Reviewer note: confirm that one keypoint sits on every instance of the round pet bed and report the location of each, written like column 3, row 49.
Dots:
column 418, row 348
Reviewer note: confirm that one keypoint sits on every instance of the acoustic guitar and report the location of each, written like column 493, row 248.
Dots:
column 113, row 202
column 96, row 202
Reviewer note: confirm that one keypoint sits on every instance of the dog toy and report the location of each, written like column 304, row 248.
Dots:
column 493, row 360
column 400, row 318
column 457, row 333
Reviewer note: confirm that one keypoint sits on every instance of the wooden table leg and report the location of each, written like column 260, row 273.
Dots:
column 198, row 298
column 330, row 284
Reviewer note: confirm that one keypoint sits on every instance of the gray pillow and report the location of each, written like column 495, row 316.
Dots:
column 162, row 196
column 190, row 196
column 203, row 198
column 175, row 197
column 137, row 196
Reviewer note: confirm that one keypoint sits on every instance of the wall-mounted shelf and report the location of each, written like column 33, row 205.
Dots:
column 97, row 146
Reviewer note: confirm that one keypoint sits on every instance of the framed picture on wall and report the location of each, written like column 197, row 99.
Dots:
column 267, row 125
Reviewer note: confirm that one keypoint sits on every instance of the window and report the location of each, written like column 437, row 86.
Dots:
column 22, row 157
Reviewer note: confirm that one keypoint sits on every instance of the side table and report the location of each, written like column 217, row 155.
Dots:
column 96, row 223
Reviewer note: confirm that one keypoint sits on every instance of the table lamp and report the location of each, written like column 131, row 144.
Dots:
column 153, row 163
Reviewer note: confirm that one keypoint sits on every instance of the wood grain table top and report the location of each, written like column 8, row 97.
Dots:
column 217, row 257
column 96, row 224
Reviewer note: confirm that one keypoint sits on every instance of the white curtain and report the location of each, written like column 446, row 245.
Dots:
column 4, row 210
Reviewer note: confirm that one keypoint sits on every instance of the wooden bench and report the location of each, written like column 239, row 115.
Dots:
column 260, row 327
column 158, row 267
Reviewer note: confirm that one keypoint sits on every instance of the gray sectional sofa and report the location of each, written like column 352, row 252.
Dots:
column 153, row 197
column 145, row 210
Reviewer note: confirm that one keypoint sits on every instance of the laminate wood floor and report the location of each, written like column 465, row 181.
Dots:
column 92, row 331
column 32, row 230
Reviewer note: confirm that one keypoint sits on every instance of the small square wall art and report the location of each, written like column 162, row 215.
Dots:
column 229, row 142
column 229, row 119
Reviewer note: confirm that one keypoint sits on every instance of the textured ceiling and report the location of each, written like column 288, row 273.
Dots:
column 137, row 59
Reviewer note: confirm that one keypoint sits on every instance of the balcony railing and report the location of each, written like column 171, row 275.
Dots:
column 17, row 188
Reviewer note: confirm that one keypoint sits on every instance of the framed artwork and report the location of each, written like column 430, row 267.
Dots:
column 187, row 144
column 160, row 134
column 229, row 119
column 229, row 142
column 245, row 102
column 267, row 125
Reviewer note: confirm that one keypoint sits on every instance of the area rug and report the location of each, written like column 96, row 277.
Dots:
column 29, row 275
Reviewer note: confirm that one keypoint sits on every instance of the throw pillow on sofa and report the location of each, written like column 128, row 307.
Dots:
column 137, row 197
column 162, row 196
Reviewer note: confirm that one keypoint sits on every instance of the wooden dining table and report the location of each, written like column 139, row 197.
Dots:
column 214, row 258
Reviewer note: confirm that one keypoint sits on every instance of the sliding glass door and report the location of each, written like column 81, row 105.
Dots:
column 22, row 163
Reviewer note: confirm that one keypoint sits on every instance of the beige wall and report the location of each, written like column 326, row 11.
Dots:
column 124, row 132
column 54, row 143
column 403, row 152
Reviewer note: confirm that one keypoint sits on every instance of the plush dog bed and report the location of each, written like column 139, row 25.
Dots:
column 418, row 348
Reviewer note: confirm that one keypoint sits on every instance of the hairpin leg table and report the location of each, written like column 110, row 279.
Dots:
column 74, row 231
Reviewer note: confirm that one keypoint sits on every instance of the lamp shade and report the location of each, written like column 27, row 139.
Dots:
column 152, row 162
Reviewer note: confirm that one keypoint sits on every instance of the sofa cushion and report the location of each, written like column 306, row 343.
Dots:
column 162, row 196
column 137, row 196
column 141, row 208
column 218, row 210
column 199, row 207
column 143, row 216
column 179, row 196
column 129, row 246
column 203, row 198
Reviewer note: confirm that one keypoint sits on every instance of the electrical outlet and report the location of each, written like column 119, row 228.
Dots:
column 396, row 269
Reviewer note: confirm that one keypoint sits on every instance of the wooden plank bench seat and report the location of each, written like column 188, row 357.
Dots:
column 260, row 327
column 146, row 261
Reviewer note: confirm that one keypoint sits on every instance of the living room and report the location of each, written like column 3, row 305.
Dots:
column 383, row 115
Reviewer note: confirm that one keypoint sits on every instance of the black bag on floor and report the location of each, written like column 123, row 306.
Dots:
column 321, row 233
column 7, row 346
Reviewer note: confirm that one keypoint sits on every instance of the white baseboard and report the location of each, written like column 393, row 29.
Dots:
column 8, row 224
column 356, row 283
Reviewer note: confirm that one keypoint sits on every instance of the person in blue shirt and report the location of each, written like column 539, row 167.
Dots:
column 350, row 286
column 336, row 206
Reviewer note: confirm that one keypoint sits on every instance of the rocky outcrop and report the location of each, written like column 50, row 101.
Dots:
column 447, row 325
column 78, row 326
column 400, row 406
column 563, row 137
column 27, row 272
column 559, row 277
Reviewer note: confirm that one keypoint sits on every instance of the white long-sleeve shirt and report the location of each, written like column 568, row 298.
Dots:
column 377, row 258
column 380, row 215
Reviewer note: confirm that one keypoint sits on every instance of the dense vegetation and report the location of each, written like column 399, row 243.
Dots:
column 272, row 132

▸ **Problem to solve**: Copy the data verbatim, from the line with "column 8, row 97." to the line with "column 4, row 210", including both of those lines.

▸ **Solution to this task**:
Reviewer note: confirm that one keypoint sits on every instance of the wood grain table top and report the location of each, written like column 8, row 97.
Dots:
column 217, row 257
column 96, row 224
Reviewer note: confirm that one keypoint sits on every instance of the white curtain and report the location of each, written like column 446, row 245.
Dots:
column 4, row 210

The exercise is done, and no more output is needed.